* Start Data entries *

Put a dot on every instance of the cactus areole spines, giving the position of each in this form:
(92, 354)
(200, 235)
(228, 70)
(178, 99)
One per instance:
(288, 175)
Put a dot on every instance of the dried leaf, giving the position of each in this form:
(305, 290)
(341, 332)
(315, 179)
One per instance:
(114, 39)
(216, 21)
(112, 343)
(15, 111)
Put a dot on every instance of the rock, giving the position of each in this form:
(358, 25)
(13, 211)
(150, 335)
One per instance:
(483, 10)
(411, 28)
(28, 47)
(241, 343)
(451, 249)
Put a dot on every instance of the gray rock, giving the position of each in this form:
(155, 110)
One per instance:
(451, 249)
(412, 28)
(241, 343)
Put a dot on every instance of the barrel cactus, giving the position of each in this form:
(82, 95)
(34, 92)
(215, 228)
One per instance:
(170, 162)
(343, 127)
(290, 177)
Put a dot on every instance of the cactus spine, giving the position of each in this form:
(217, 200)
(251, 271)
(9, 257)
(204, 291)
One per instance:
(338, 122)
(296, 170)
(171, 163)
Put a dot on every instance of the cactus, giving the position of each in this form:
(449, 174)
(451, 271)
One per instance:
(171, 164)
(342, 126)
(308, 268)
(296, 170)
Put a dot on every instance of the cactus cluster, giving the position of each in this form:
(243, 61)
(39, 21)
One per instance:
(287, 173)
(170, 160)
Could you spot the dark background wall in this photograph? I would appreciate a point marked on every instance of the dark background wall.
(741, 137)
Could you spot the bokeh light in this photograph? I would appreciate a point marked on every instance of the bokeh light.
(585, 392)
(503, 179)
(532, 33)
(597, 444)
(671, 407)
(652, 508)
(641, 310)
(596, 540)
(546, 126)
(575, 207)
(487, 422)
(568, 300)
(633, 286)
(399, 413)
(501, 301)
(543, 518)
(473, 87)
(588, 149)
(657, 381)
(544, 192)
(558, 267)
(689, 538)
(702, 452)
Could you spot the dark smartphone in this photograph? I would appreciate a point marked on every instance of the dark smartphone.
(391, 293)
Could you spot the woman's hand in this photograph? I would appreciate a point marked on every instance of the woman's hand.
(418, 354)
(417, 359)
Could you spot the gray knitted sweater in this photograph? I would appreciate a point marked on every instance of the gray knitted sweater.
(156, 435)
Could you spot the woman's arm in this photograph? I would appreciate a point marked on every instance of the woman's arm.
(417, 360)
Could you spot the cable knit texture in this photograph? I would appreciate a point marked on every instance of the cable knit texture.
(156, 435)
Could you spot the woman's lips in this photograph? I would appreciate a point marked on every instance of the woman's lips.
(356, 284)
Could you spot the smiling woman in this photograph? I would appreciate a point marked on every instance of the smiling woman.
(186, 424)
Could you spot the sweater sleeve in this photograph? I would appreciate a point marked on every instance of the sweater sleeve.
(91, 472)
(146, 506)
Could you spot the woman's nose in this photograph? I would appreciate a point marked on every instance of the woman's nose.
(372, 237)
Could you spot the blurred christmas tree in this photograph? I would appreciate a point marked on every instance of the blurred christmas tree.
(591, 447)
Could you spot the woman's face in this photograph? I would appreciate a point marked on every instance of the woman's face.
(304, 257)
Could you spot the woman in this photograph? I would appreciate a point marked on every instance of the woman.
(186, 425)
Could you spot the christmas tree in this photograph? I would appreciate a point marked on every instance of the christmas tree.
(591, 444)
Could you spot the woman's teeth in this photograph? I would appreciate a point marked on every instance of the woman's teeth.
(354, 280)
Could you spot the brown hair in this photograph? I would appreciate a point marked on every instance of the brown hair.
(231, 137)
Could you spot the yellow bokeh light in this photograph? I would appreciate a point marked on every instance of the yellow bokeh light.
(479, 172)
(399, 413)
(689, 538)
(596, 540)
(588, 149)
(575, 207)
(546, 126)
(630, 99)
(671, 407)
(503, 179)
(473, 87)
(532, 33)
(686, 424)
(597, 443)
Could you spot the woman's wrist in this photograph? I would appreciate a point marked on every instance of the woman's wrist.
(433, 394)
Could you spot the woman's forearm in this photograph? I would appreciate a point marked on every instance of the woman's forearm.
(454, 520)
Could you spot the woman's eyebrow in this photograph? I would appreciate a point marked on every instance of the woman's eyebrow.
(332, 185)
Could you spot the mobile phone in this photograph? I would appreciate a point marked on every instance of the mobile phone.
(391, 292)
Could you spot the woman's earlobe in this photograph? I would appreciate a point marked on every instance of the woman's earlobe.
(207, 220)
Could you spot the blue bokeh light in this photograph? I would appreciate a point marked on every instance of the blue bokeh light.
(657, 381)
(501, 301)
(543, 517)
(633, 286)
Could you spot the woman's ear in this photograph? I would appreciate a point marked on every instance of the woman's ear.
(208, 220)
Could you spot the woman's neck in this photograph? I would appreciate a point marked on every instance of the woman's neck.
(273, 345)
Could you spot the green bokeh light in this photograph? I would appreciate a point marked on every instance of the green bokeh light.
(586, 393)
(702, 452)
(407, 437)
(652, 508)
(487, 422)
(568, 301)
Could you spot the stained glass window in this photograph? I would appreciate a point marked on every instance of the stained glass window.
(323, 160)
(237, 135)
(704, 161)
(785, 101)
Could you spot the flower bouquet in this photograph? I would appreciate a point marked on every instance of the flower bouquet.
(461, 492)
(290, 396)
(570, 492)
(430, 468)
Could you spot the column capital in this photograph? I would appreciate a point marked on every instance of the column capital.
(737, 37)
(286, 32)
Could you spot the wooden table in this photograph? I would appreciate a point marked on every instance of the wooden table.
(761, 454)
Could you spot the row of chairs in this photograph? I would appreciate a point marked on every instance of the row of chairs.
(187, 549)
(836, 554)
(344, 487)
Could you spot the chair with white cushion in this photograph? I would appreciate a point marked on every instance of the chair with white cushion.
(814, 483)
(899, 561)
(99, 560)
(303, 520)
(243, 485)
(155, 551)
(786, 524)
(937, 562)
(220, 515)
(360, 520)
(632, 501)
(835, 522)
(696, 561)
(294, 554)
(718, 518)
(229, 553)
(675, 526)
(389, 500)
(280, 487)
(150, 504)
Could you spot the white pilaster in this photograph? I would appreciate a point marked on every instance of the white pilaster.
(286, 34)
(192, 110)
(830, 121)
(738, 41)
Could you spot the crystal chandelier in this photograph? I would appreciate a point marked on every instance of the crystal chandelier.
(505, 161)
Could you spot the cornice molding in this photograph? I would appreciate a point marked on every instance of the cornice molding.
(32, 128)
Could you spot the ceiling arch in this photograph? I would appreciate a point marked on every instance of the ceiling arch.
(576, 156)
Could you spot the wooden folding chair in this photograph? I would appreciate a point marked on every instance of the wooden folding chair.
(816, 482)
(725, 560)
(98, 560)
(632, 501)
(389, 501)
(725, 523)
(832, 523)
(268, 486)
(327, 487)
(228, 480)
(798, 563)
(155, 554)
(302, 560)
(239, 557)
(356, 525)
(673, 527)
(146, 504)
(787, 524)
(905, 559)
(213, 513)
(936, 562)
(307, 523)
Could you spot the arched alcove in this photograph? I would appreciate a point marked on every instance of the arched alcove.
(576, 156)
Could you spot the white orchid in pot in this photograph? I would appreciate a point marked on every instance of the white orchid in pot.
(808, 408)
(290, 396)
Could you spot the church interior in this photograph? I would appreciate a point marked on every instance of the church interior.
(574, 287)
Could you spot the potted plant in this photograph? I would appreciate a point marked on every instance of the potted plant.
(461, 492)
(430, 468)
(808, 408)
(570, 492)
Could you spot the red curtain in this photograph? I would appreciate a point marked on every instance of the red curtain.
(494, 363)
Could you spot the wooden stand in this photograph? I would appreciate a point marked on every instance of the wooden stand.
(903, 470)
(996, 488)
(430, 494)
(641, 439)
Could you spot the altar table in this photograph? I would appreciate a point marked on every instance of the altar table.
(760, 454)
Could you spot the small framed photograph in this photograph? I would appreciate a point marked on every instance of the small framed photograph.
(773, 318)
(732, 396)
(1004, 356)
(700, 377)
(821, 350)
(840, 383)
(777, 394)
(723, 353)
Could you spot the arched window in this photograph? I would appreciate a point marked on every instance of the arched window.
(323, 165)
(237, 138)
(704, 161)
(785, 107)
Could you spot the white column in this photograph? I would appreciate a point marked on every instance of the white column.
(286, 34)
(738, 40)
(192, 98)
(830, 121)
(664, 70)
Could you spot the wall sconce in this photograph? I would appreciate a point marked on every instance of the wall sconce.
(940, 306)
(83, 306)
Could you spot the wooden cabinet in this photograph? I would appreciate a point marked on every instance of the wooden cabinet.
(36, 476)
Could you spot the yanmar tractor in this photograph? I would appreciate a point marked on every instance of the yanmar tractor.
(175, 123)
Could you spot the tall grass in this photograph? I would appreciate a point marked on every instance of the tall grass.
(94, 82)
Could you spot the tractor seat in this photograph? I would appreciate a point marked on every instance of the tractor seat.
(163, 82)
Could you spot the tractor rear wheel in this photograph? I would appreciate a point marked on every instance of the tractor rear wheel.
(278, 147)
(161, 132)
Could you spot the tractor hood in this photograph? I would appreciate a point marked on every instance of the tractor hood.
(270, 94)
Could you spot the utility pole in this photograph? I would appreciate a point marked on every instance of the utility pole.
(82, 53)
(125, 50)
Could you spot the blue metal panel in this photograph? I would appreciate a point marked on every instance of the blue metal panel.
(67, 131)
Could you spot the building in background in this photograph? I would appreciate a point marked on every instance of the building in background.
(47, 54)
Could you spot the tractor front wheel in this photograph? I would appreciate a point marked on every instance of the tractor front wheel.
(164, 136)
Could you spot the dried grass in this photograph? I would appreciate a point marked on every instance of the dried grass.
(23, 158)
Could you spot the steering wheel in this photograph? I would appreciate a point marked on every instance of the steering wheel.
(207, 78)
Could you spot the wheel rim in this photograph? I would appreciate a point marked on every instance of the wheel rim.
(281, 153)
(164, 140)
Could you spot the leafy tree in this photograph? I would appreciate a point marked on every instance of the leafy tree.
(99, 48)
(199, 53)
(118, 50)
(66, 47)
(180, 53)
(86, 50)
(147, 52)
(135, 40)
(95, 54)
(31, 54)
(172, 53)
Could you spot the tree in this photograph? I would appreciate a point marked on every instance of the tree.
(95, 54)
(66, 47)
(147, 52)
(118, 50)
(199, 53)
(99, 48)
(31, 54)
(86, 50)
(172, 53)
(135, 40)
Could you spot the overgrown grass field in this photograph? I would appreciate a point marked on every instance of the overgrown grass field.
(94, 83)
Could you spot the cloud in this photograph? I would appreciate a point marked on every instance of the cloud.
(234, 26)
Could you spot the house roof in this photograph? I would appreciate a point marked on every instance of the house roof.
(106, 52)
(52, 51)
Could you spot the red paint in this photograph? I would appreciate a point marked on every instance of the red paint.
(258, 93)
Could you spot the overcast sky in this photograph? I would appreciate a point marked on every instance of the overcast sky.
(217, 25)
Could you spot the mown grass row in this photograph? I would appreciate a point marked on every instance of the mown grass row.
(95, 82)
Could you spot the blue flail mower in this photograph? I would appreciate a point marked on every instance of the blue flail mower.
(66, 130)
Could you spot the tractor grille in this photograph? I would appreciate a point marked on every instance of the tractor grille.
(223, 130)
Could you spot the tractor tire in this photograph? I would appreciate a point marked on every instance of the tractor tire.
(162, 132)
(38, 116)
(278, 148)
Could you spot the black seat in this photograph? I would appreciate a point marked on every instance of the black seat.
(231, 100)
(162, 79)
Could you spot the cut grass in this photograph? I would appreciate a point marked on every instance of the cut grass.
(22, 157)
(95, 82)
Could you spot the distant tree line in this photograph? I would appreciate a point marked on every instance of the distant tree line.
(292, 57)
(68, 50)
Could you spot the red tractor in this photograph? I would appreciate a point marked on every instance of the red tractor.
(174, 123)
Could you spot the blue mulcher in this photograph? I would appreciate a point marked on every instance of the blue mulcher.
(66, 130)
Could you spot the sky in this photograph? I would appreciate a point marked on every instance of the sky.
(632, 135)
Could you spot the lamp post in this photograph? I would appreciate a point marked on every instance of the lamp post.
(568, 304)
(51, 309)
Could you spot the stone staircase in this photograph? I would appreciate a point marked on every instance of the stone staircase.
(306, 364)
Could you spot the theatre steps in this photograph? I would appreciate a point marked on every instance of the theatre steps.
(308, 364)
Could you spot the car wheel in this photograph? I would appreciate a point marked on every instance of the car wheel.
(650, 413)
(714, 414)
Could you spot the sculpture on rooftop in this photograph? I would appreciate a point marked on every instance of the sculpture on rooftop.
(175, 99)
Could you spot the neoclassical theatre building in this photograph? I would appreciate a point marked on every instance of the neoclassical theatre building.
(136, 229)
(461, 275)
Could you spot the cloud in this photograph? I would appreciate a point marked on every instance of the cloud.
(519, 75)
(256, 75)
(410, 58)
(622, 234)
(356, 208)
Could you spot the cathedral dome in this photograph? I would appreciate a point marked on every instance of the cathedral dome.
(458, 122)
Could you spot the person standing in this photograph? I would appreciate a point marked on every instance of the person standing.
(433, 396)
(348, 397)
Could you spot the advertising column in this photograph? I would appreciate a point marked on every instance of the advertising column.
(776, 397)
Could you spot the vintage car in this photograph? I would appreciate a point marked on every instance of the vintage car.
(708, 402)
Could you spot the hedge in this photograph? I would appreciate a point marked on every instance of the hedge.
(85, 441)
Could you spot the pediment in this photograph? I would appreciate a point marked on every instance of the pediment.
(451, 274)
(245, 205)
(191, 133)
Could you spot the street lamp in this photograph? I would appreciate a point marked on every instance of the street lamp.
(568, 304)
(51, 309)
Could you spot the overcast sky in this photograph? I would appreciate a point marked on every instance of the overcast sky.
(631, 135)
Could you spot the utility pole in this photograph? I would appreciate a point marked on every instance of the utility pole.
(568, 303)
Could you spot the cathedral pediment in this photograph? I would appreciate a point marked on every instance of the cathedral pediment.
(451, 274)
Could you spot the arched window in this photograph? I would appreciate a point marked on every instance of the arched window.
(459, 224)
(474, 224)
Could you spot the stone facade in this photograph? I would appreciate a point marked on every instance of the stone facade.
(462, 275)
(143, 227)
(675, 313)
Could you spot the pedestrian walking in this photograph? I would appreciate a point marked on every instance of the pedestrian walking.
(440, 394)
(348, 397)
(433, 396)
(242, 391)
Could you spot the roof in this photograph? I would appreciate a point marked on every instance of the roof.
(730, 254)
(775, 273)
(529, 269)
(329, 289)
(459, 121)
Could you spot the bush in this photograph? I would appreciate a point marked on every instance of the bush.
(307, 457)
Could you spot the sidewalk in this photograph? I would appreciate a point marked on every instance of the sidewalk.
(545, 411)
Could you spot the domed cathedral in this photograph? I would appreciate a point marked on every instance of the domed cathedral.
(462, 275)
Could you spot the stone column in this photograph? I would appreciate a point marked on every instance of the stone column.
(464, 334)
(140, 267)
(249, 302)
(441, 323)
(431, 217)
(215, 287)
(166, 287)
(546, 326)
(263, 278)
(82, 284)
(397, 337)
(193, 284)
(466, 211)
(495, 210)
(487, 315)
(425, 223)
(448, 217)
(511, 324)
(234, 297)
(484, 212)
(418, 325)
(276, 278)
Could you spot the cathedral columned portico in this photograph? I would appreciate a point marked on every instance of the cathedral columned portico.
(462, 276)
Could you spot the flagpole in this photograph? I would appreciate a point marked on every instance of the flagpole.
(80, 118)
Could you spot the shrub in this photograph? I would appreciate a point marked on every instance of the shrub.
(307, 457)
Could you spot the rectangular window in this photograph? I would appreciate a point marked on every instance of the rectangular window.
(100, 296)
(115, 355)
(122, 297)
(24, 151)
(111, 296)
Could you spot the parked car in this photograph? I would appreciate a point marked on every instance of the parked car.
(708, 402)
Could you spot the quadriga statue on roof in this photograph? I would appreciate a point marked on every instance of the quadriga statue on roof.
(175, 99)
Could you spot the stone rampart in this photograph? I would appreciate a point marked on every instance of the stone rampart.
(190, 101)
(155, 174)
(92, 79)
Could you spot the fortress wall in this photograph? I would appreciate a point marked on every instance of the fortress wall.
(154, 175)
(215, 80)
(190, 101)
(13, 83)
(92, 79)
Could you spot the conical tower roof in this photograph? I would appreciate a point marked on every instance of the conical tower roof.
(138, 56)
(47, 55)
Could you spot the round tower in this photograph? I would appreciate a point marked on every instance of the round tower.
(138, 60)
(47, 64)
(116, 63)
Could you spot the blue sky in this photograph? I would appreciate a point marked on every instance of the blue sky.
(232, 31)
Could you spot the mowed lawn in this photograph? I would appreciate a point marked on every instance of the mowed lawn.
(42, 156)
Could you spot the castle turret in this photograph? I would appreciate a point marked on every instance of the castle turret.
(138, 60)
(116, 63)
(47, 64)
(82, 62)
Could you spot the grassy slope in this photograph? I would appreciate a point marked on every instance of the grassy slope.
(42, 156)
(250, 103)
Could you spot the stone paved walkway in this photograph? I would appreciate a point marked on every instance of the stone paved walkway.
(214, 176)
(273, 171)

* End Data entries *

▸ Your instructions
Only the lines from the one containing "Could you spot the blue sky" through the end of the material should be reproduced, exactly, with both ends included.

▸ Written answer
Could you spot the blue sky in this photograph? I would appreciate a point marked on every instance of the blue sky.
(232, 31)
Could you spot the mowed lawn in this photograph? I would appreciate a point marked on every instance of the mowed lawn.
(42, 156)
Could you spot the castle turret in this photograph? I would appreciate a point marked on every instance of the castle turret.
(138, 60)
(116, 63)
(47, 64)
(82, 62)
Could you spot the grassy slope in this photograph? I would appreciate a point marked on every instance of the grassy slope.
(42, 156)
(250, 103)
Could you spot the stone paved walkway in this photograph? I would appreciate a point marked on every instance of the stone paved walkway.
(214, 176)
(273, 171)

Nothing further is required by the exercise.